▸ Instruction
Extract every line of the listing below that contains the string "spot", copying each such line in full. Treat the match as case-sensitive.

▸ Material shown
+---+
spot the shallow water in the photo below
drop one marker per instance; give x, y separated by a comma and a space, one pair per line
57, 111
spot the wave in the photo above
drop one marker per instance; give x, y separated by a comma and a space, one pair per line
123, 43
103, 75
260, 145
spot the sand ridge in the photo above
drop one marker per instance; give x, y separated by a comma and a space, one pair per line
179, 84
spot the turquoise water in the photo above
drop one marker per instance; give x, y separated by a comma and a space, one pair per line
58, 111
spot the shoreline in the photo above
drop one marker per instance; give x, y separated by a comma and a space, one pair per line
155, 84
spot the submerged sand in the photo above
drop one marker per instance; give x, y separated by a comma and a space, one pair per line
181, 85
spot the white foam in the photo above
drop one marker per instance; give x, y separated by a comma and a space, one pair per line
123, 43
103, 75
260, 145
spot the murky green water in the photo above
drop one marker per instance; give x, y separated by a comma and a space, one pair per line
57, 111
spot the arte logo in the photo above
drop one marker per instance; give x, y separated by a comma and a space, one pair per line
+---+
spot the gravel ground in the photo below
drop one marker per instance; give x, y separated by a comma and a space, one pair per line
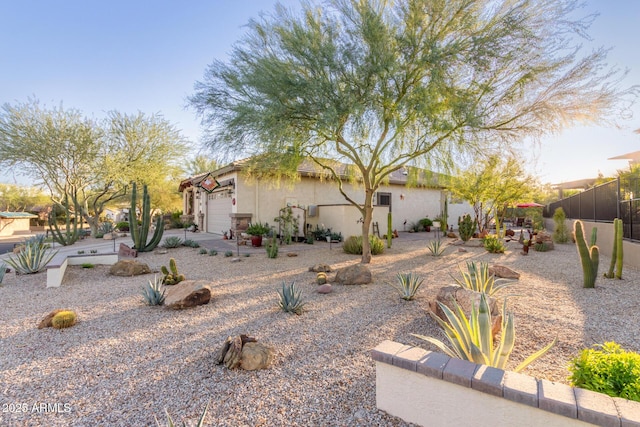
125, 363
+---+
▸ Exercise output
spot the shallow water in the photo below
spot the wave in the photo above
spot the sand ridge in the photo above
spot the turquoise water in the photo above
spot the shoreline in the photo above
spot the submerged sand in the photo above
spot the white foam in the photo above
spot the murky green water in the photo above
spot the arte logo in the photo above
spot the gravel ground in the photo below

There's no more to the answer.